(Work instructions):
Would you repeat every line below exactly, please?

Dataset excerpts:
________________

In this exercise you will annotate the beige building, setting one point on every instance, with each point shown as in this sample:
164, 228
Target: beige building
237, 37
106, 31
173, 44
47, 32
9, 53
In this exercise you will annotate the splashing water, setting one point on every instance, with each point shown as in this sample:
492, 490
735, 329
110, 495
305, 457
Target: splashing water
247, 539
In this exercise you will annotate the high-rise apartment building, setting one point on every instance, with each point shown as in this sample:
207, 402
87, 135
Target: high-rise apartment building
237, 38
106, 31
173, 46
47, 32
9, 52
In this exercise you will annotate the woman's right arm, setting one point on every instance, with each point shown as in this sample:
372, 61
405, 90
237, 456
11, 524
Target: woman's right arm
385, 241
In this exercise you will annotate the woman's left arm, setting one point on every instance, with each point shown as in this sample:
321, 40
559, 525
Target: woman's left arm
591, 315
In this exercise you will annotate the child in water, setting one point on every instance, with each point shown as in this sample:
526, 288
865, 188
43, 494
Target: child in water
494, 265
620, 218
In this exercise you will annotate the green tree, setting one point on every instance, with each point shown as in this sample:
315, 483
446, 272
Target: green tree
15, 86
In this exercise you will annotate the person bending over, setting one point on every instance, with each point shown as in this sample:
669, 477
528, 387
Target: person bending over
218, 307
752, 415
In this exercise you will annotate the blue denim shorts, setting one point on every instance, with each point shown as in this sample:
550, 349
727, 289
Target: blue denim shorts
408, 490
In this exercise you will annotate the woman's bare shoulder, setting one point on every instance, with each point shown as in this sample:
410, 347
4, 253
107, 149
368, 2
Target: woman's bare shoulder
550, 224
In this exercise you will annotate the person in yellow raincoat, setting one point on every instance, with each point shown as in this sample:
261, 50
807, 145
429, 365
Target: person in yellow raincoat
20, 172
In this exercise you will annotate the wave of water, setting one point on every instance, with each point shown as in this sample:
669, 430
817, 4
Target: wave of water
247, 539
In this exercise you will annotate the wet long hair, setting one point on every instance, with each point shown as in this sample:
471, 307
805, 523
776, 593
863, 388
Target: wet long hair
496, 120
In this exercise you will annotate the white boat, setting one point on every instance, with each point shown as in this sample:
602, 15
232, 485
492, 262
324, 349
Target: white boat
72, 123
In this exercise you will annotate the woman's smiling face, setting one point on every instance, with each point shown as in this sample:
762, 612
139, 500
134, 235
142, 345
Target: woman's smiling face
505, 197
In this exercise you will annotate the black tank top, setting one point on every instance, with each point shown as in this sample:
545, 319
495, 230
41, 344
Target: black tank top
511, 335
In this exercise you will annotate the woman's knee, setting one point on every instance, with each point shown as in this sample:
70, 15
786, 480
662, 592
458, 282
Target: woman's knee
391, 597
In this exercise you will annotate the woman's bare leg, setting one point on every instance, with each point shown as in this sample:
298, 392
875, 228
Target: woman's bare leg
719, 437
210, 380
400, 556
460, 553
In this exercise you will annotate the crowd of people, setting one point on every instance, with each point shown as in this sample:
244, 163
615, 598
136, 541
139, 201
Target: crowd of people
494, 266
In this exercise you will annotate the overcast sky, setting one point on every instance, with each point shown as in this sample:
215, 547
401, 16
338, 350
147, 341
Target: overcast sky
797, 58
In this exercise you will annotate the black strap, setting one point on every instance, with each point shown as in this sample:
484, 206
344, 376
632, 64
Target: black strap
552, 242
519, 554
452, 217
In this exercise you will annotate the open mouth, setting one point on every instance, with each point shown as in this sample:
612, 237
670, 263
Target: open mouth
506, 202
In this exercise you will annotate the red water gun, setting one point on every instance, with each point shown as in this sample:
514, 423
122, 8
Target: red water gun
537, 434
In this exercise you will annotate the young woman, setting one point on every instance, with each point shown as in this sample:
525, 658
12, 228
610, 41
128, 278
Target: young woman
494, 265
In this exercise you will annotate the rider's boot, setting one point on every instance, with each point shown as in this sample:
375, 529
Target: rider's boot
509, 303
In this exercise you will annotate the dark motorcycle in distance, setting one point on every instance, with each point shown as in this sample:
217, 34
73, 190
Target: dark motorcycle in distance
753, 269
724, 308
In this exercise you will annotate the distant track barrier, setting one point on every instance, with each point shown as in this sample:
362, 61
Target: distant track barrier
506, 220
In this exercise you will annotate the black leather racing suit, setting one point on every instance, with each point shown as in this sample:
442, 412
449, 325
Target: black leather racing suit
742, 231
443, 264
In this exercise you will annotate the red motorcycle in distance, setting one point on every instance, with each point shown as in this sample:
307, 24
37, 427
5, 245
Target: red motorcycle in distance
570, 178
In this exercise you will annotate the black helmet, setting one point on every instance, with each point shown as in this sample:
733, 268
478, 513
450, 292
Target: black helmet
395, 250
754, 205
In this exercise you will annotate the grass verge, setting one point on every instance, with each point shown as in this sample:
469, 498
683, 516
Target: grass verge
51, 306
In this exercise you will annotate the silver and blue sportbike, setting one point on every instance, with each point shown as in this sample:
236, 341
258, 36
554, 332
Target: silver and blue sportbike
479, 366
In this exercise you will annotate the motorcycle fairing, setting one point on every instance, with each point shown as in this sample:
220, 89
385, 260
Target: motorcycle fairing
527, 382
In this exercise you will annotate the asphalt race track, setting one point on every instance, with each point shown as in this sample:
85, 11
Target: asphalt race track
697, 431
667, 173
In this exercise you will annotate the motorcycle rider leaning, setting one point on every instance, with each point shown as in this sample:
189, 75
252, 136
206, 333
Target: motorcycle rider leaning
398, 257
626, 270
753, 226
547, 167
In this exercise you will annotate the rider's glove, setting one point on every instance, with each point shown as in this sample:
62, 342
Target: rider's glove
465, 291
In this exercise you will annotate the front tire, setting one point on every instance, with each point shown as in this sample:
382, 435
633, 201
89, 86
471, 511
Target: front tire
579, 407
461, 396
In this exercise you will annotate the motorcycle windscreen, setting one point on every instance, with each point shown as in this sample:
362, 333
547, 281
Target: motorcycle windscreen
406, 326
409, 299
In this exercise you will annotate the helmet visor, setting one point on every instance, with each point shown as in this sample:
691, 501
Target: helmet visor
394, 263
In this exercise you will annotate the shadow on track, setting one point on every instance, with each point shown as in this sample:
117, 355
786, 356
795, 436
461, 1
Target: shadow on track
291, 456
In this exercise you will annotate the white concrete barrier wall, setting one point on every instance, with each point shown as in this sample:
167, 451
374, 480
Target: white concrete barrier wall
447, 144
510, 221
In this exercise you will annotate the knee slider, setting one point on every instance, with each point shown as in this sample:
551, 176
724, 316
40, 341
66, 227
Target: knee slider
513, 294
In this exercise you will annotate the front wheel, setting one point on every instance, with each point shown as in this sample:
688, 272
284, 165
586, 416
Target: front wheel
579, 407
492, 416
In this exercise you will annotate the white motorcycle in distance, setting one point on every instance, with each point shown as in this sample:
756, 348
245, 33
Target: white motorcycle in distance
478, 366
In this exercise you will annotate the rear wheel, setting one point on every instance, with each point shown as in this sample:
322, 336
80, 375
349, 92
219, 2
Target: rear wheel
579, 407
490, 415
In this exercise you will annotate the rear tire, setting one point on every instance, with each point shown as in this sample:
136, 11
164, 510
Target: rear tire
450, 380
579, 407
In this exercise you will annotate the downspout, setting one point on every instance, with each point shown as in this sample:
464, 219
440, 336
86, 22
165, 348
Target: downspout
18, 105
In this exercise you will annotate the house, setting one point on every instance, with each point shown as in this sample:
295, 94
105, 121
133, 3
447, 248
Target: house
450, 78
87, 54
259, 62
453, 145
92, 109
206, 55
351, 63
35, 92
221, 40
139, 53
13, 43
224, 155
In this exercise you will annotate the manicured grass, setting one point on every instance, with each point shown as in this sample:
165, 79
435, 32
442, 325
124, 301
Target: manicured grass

________________

(Result):
In this exercise you will annotate the beige building, setting one point on every instance, with each point shown as in this sample:
164, 228
Target: beige building
237, 37
106, 31
173, 44
47, 32
9, 53
In this exercise you will annotate the splashing water, setting one point on every instance, with each point shown as in this sample:
492, 490
735, 329
110, 495
305, 457
Target: splashing water
247, 539
In this exercise you will annotate the high-rise apartment building, setting one point on every instance, with each point shown as in this sample:
207, 402
87, 135
Target: high-rise apartment building
237, 38
106, 31
173, 46
47, 32
9, 52
In this exercise you will annotate the woman's right arm, setting one point on every instance, with each point shown as in this sample:
372, 61
405, 90
237, 456
11, 524
Target: woman's right arm
385, 241
In this exercise you will annotate the woman's left arm, setting one point on every instance, with each point shown as in this sample:
321, 40
559, 525
Target: woman's left arm
591, 315
In this exercise you will annotate the child in water, setting one point on every instance, with each point shown as in this sample:
526, 288
865, 188
43, 494
Target: child in water
494, 265
620, 218
In this exercise you will annotate the green tree, setting one point on every instance, with each point shown as in this sample:
315, 483
446, 272
Target: green tree
15, 86
In this exercise you will annotate the person bending over, setting one point on every instance, with each point shown as in this sample:
669, 477
528, 387
Target: person bending over
218, 307
752, 415
In this exercise you will annotate the blue denim shorts, setting one point on every instance, with each point shown as in this sample:
550, 349
727, 289
Target: blue denim shorts
408, 490
In this exercise you will annotate the woman's bare shoulder, setting one point on every instance, with each point shown as in this sample:
410, 347
4, 253
107, 149
368, 2
Target: woman's bare shoulder
550, 224
In this exercise you will annotate the person in yellow raincoat, setting one point on every instance, with each point shown as in this sample:
261, 50
807, 145
429, 365
Target: person in yellow raincoat
20, 172
In this exercise you will annotate the wave of water, setting one point on every instance, with each point shown as in this sample:
669, 430
817, 4
Target: wave of water
247, 539
In this exercise you will annotate the wet long hair, setting one point on every instance, with each point shown as in this sample:
471, 307
805, 523
776, 593
863, 388
Target: wet long hair
496, 120
In this exercise you will annotate the white boat, setting one point on every instance, with each point shown as in this sample:
602, 15
232, 485
492, 262
324, 349
Target: white boat
72, 123
In this exercise you will annotate the woman's smiling face, setting one point on every instance, with each point shown as in this sample:
762, 612
139, 500
134, 235
142, 345
Target: woman's smiling face
505, 197
In this exercise you will annotate the black tank top, setting one point on every instance, with each point shown as in this sample:
545, 319
495, 230
41, 344
Target: black tank top
511, 335
In this exercise you will annotate the woman's knee, setting one point on every instance, with each point shown as in this sample:
70, 15
786, 480
662, 592
458, 282
Target: woman's knee
391, 597
In this exercise you will annotate the woman's bare leg, setting one point on every instance, with each point shown as in this sample:
298, 392
875, 228
Target: woman's bare leg
719, 437
210, 380
400, 556
460, 553
In this exercise you will annotate the crowd of people, setting one point on every instance, with each point shown as in this sample:
244, 163
615, 598
136, 541
139, 201
Target: crowd of people
494, 266
In this exercise you will annotate the overcast sky, setting one point on every instance, with each point shown as in this sample:
215, 547
401, 16
338, 350
147, 341
Target: overcast sky
797, 58
In this exercise you will annotate the black strap, setting one point on every instance, with each point shown as in this sample:
484, 206
344, 376
632, 64
Target: black strap
552, 242
519, 554
452, 217
In this exercise you will annotate the open mouth, setting one point on every instance, with each point shown as in this sample:
612, 237
670, 263
Target: open mouth
506, 202
In this exercise you will annotate the red water gun, setting one point on every instance, with each point shown as in this sample:
514, 423
122, 8
Target: red water gun
537, 434
In this exercise you will annotate the young woman, setting one point on every instance, with each point shown as in this sample:
525, 658
12, 228
610, 41
128, 278
Target: young woman
494, 265
In this exercise you will annotate the rider's boot, setting one point on every instance, with each point shown as in this sample:
375, 529
Target: rider's boot
509, 303
In this exercise you will annotate the dark motorcycle in distance, setting one point on every instance, with each point shown as in this sample:
217, 34
73, 190
Target: dark motorcycle in distance
753, 269
724, 308
In this exercise you will annotate the distant track barrier, setting one point on every instance, with each point shown as in this sample:
362, 61
Target: distant track barrier
506, 220
In this exercise you will annotate the black leather racing suit, setting one point on every instance, with each point shown as in this sample:
442, 412
449, 325
Target: black leather racing suit
742, 231
443, 264
In this exercise you will annotate the red motorcycle in distance, setting one point on every instance, with each point shown as in this sample:
307, 24
37, 427
5, 245
Target: red motorcycle in distance
570, 178
In this exercise you will annotate the black helmet, setting one point on every instance, with each point shown as in this sample:
733, 268
478, 513
450, 292
Target: black helmet
395, 250
754, 205
In this exercise you will annotate the grass verge, setting one point on every instance, with each point shown as in this sample:
469, 498
683, 516
Target: grass verge
51, 306
In this exercise you will annotate the silver and blue sportbike, setting one point on every instance, with each point shown as in this sample:
236, 341
258, 36
554, 332
Target: silver and blue sportbike
479, 366
In this exercise you will annotate the motorcycle fairing, setting one point on every instance, with each point shown as in this sample:
220, 89
385, 260
Target: motorcycle fairing
527, 382
In this exercise you will annotate the asphalt race track, setting one point on every instance, with each point shown as in this sample:
85, 11
Target: asphalt race track
697, 431
667, 173
In this exercise you will annotate the motorcycle rider leaning, setting one point on every instance, with each point shown as in this sample:
189, 75
252, 136
206, 333
Target: motorcycle rider leaning
398, 257
626, 270
753, 226
547, 167
In this exercise you will annotate the rider's glove, setting one point on every instance, with each point shown as in this sample:
62, 342
Target: rider's glove
465, 291
In this exercise you will annotate the front tire, setting one point on every instance, with each point shown as in this sample:
382, 435
633, 201
89, 86
471, 511
Target: front tire
579, 407
461, 396
In this exercise you will annotate the motorcycle windscreen, setting one point on every instance, with each point shown as in this sample:
362, 333
547, 281
Target: motorcycle windscreen
406, 326
409, 299
In this exercise you will annotate the helmet visor, setting one point on every instance, with each point shown as in this sample:
691, 501
Target: helmet visor
394, 263
In this exercise you will annotate the shadow on track, setting one point on every instance, with each point shown as in this sample:
117, 355
786, 356
795, 436
461, 1
Target: shadow on track
291, 456
In this exercise you will annotate the white concrete barrier wall, setting one point on every instance, with each point shown as in this sample:
167, 451
374, 480
Target: white concrete barrier wall
447, 144
510, 221
In this exercise you will annotate the knee slider, setting one point on every instance, with each point shown as in this sample:
551, 176
724, 316
40, 341
66, 227
Target: knee slider
513, 294
In this exercise you will annotate the front wheel, setting one point on every instance, with each point shown as in this sample:
688, 272
284, 165
586, 416
Target: front wheel
579, 407
492, 416
In this exercise you will annotate the white motorcycle in distance, setting one point on every instance, with each point shown as in this sample:
756, 348
245, 33
Target: white motorcycle in distance
478, 366
In this exercise you will annotate the rear wheel, setting one point on every instance, with each point shown as in this sample:
322, 336
80, 375
349, 92
219, 2
Target: rear wheel
579, 407
490, 415
In this exercise you will annotate the rear tire, setting one point on every instance, with each point shown as in this sample:
136, 11
164, 510
Target: rear tire
450, 380
579, 407
In this exercise you will annotate the downspout, setting one point on every instance, with each point shown as in this sample:
464, 219
440, 336
86, 22
165, 348
Target: downspout
18, 105
In this exercise you will annotate the house, setting one point on every instance, with each point shown as in this sample:
295, 94
105, 121
133, 3
447, 248
Target: house
450, 78
87, 54
259, 62
453, 145
92, 109
206, 55
351, 63
35, 92
221, 40
139, 53
13, 43
224, 155
In this exercise you will annotate the manicured grass, setting one point on every instance, with each point shown as in this sample:
165, 79
435, 32
442, 325
124, 301
Target: manicured grass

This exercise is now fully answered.